• **Consignes**
1: Traduisez en anglais la phrase suivante de l'extrait sur Dukas : « Peu de temps après, il est de nouveau ébranlé par le décès d’Albéniz (le 18 mai 1909). »
2: Répondez aux questions suivantes d'après l'extrait sur Dukas :
(a) Avec qui Dukas effectue-t-il son séjour en Suisse ?
(b) Quel jour de la semaine son frère Adrien décède-t-il ?
(c) Sous quel titre Dukas publie-t-il sa Vocalise-Etude chez Leduc en 1909 ?

• **Extrait cité**

Dukas lors d'une répétition du 3° acte d'Ariane, aux côtés de Jacques Rouché à l'Opéra
Le nombre de critiques publiées par la presse atteste de la particularité de cet opéra. Elles prendront même un tour inhabituel en se donnant à des dissections tant sur le plan littéraire que musical, chacun y allant de son petit commentaire.
Ces derniers mois furent des plus éprouvants pour Dukas. Pour se reposer et se ressourcer, il décide d’effectuer un séjour en Suisse, en compagnie d’Edouard Dujardin, un grand voyageur et randonneur aguerri. A son retour sur Paris, il reste en compagnie de ses amis (Albéniz, Falla,
Fauré) qui contribuent à l’amélioration de son moral.
Mais quelques mois plus tard, le destin s’acharne contre lui : le vendredi 8 novembre, son frère Adrien décède précipitamment. Dukas est effondré et se confine dans la solitude.
Dukas a besoin de changer d’air ; il s’installa à Nice, non loin de la famille Albéniz, pendant quelques temps. Au même moment, son Ariane est représentée hors de France, à Vienne en 1908, en Belgique l’année suivante, au Metropolitan Opera de New York et à la Scala
de Milan en 1911.
Durant l’été, plusieurs projets semblent le motiver : tantôt un nouveau drame (« Le nouveau monde »), tantôt un poème symphonique (« le Fils de la Parque »), tantôt une sonate pour violon et piano tant attendue
par le public. Toutefois, c’est une Vocalise-Etude qu’il publie chez Leduc en 1909 sous le titre de « Alla Gitana ».
Peu de temps après, il est de nouveau ébranlé par le décès d’Albéniz (le 18 mai 1909).
Le professeur :
Au cours de ces épreuves musicales, la personnalité musicale de Dukas ne cesse de s’affirmer, en France comme à l’étranger. Membre du conseil supérieur du Conservatoire, il accepte en plus un poste de professeur, pour la classe d’orchestre ; poste vacant depuis la mort de Taffanel.
Dukas compose peu. Son œuvre est rare mais son intérêt grandit au fil des années. Durant l’été 1910, le directeur de La Revue S.I.M. Jules Ecorcheville lui commande une pièce pour piano pour commémorer le centenaire de la mort de Haydn. Ce sera le Prélude élégiaque, crée
le 11 mars 1911.
Cette même année, il va faire une rencontre intéressante : Gustav Mahler, venu avec sa femme à Paris pour la première exécution de sa Seconde Symphonie « Résurrection ».
Selon Alma : « Je vis soudain Debussy, Dukas et Pierné se lever et sortir au milieu du deuxième mouvement (…) ils expliquèrent que c’était trop schubertien pour eux, et que même Schubert leur paraissait trop étranger,
trop viennois, trop slave ». Un comportement bien étrange de la part de Dukas qui respectait le compositeur, l’œuvre et l’homme qu’était Mahler. Dukas ne fera jamais allusion à ce concert.

[Lignes issues d'une collection]
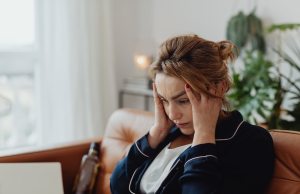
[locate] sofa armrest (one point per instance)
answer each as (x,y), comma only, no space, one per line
(69,155)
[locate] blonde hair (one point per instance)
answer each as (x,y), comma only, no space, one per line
(195,61)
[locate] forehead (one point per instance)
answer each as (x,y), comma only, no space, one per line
(168,86)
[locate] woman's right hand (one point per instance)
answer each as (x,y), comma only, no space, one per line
(162,123)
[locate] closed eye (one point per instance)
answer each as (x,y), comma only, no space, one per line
(183,101)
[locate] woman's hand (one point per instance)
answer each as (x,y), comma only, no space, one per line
(162,123)
(205,112)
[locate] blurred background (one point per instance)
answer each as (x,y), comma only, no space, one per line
(66,65)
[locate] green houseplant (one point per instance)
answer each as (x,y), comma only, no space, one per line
(256,91)
(289,54)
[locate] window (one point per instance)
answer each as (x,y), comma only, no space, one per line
(17,62)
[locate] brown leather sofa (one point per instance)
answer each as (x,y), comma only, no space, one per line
(127,125)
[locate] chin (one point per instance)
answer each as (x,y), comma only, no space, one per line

• **Corrigés**
1: Shortly afterward, he is shaken once again by the death of Albéniz (May 18, 1909).

2:
(a) Il part avec Edouard Dujardin.
(b) Adrien décède un vendredi, le 8 novembre.
(c) Elle paraît sous le titre « Alla Gitana ».